### Goal of the exercise
Please pull out each line of the data below that contains the word "white" and copy those lines unchanged.
::::::::
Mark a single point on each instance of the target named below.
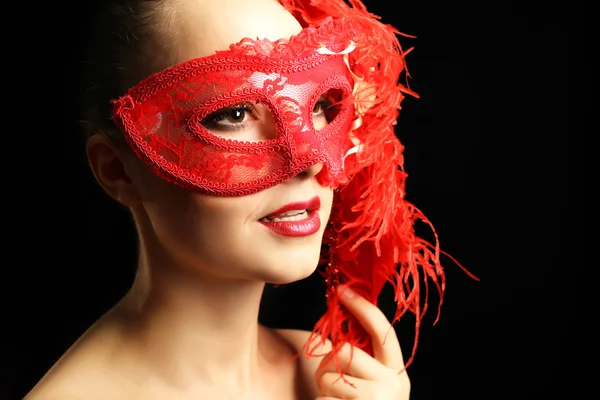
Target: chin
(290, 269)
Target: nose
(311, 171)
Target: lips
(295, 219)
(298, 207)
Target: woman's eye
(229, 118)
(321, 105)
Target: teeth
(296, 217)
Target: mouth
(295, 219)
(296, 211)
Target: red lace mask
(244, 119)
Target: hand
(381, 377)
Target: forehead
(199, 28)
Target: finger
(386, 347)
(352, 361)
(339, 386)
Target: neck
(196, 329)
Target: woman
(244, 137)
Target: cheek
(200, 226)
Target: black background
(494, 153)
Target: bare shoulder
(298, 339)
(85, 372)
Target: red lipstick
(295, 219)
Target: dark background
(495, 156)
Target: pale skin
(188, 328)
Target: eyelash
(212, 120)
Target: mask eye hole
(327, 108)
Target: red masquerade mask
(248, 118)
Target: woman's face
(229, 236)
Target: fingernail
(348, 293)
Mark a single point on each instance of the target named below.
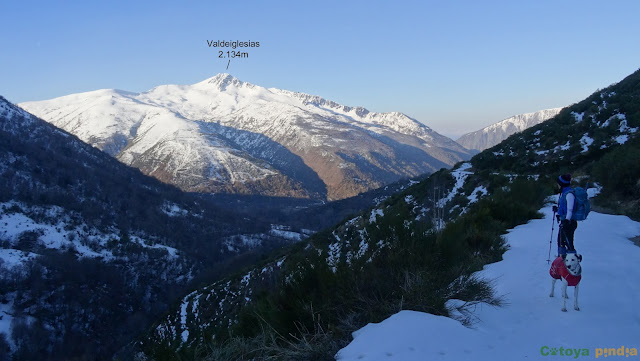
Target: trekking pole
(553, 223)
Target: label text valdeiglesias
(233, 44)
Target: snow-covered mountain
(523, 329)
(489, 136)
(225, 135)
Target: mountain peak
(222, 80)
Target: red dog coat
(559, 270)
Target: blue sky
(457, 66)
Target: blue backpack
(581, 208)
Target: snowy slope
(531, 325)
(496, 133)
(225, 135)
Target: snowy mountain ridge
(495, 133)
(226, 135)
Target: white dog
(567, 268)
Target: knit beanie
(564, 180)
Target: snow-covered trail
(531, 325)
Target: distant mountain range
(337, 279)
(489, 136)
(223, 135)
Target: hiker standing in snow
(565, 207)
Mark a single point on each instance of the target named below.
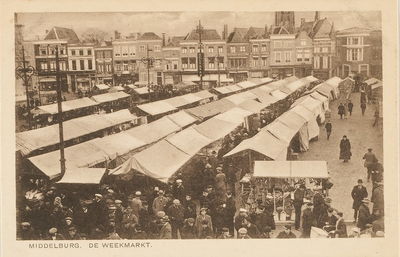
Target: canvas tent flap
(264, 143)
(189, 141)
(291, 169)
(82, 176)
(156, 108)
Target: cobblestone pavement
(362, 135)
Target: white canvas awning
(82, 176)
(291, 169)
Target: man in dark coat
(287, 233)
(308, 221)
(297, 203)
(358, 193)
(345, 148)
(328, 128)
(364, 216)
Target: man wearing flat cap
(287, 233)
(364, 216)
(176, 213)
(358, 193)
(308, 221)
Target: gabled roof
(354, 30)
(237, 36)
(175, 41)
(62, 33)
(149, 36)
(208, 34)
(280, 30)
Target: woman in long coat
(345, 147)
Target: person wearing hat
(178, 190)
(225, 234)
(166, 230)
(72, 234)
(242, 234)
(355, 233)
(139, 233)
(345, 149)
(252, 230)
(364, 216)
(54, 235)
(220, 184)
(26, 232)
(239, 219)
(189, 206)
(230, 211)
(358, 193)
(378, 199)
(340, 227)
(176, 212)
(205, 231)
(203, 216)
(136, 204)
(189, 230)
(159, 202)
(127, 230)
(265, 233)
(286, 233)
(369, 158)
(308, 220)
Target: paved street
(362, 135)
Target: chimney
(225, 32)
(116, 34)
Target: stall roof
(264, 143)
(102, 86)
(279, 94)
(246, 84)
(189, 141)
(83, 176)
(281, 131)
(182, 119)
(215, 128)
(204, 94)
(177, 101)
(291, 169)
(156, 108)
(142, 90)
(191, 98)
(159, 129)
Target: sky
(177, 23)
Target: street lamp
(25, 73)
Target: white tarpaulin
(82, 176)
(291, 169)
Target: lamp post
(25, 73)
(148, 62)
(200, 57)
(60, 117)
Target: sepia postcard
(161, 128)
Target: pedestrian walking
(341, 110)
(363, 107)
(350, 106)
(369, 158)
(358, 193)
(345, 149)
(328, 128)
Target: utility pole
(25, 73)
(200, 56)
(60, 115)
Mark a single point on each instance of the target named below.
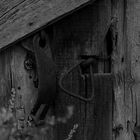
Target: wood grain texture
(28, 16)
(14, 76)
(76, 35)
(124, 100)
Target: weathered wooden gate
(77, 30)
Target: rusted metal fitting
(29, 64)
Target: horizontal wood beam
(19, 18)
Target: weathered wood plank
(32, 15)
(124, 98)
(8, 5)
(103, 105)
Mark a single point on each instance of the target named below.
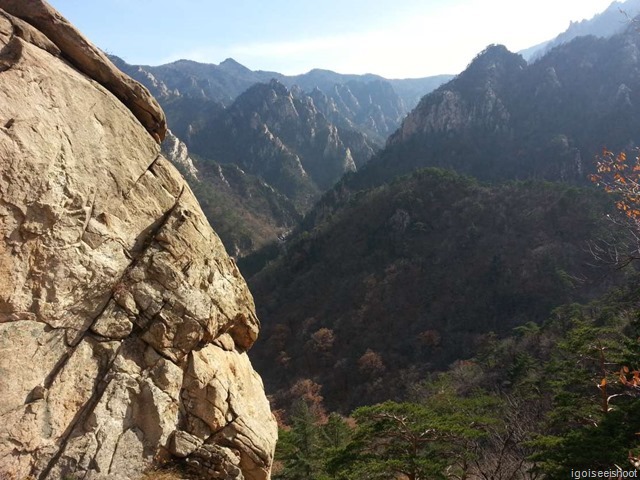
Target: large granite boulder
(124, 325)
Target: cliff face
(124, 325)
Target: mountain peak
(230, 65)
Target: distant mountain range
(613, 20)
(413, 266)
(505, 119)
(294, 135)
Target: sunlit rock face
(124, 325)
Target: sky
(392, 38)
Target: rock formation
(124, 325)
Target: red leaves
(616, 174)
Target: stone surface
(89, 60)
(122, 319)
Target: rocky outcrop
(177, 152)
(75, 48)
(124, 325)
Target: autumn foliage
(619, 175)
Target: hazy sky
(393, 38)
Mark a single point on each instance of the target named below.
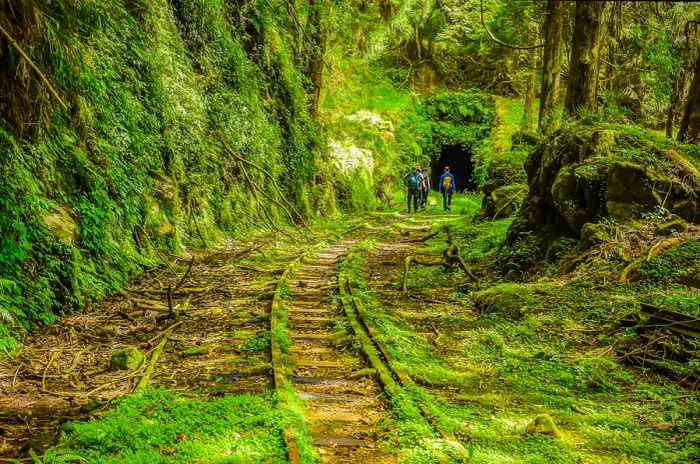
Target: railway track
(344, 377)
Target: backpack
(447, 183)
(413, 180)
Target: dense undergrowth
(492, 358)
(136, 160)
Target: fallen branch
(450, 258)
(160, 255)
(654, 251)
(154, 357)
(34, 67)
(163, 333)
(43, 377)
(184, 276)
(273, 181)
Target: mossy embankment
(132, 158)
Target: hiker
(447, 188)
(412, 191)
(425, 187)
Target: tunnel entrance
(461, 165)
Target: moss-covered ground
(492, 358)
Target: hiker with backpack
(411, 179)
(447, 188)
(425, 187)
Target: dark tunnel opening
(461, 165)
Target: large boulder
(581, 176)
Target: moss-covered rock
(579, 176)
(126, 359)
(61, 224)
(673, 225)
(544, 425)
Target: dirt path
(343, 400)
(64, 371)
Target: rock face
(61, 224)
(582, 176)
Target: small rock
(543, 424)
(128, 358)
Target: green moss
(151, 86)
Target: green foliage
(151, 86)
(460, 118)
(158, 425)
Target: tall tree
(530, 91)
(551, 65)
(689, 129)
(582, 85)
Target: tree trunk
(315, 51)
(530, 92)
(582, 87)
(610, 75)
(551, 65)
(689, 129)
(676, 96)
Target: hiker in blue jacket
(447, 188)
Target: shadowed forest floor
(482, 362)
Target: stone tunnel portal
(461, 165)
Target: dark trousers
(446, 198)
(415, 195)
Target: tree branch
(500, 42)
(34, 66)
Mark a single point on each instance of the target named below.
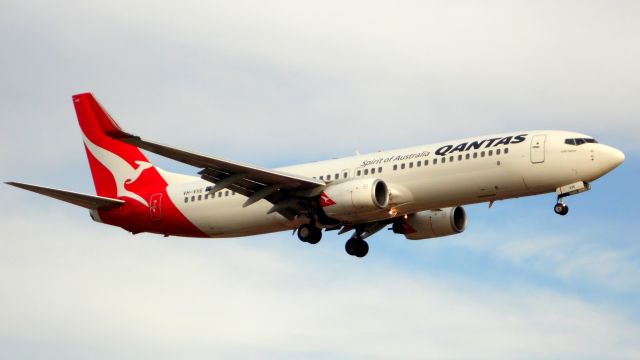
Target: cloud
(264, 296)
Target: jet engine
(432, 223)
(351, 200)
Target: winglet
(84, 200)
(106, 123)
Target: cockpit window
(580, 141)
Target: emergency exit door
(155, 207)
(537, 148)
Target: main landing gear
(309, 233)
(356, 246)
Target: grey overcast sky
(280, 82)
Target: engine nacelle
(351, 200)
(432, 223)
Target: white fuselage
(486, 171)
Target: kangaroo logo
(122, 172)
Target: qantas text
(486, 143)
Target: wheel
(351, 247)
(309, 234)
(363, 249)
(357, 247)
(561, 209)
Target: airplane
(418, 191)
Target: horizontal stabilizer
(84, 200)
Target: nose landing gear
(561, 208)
::::::::
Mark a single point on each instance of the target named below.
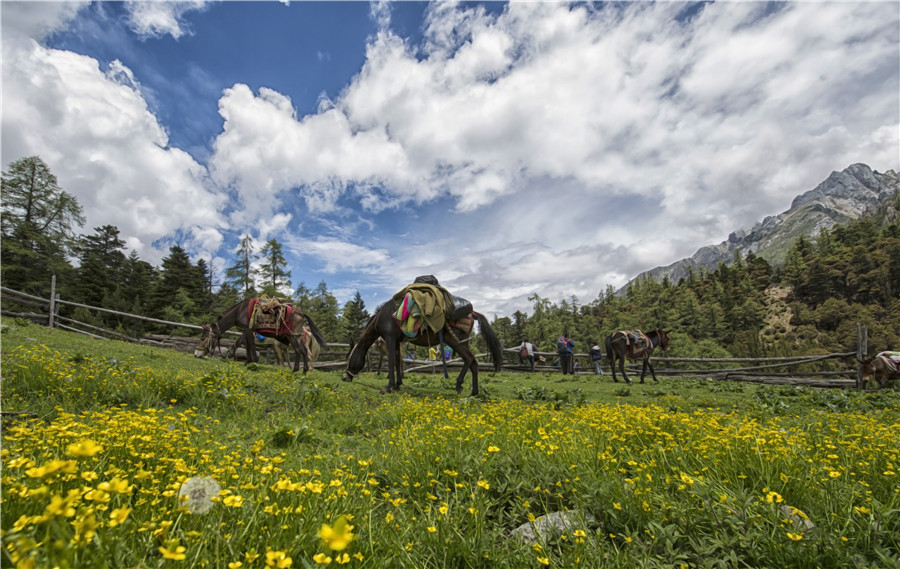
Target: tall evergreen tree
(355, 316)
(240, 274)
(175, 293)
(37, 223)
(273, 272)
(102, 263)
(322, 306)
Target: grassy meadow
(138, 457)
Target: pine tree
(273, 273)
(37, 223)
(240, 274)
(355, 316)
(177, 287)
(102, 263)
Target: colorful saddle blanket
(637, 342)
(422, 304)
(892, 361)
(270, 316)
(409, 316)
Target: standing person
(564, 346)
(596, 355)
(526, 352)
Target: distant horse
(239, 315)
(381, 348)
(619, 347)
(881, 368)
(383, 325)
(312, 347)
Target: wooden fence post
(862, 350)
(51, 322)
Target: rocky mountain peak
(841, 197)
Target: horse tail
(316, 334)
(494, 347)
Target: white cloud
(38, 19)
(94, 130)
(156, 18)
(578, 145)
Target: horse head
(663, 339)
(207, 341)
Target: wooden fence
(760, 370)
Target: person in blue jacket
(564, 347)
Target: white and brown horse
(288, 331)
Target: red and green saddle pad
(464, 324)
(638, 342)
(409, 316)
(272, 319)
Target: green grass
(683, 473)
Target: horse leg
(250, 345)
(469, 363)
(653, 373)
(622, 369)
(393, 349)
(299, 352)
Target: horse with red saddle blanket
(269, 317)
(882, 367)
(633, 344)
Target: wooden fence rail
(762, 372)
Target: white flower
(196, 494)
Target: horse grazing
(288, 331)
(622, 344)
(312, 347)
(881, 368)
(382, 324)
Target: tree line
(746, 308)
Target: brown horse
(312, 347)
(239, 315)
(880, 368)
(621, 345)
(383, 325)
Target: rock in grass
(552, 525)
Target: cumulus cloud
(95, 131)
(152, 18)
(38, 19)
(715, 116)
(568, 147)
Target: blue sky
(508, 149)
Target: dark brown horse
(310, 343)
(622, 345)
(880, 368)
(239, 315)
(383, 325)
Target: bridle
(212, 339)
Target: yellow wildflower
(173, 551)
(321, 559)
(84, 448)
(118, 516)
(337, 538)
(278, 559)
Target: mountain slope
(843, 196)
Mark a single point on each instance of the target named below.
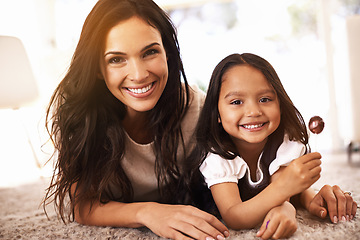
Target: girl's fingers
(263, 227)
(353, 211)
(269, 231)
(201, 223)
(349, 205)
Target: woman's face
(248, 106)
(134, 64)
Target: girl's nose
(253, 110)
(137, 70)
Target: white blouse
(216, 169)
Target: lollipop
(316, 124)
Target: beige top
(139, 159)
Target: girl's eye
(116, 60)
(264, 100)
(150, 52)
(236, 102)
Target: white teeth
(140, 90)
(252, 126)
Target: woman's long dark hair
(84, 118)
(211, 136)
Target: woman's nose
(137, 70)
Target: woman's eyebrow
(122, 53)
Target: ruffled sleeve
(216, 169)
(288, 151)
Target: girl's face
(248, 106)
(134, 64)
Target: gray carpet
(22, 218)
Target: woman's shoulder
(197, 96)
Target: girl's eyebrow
::::::::
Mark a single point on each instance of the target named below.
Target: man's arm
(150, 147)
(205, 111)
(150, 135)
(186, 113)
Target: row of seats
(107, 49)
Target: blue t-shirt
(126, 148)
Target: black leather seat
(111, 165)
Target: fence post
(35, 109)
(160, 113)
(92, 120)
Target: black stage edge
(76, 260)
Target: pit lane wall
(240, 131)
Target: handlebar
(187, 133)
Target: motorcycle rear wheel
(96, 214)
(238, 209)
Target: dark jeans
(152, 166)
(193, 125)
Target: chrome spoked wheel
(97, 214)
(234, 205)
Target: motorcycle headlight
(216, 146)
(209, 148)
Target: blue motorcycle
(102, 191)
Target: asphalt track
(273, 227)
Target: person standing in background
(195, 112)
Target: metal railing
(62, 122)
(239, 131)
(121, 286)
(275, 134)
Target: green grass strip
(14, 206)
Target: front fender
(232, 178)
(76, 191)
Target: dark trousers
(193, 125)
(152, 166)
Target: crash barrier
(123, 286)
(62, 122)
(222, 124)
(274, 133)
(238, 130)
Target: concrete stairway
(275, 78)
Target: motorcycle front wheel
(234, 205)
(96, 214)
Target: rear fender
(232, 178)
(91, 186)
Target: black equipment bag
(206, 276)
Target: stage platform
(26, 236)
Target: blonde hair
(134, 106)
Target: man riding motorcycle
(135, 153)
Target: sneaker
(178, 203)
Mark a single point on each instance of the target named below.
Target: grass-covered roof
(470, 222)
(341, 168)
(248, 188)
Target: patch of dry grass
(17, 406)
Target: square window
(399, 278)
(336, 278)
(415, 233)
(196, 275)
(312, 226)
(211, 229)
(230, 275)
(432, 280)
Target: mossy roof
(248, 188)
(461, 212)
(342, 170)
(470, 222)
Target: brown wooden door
::::::::
### Finished answer
Target: white dog
Target: white canvas awning
Target: white tarpaulin
Target: white fuselage
Target: white cloud
Target: white and brown horse
Target: white flower
Target: white blouse
Target: white teeth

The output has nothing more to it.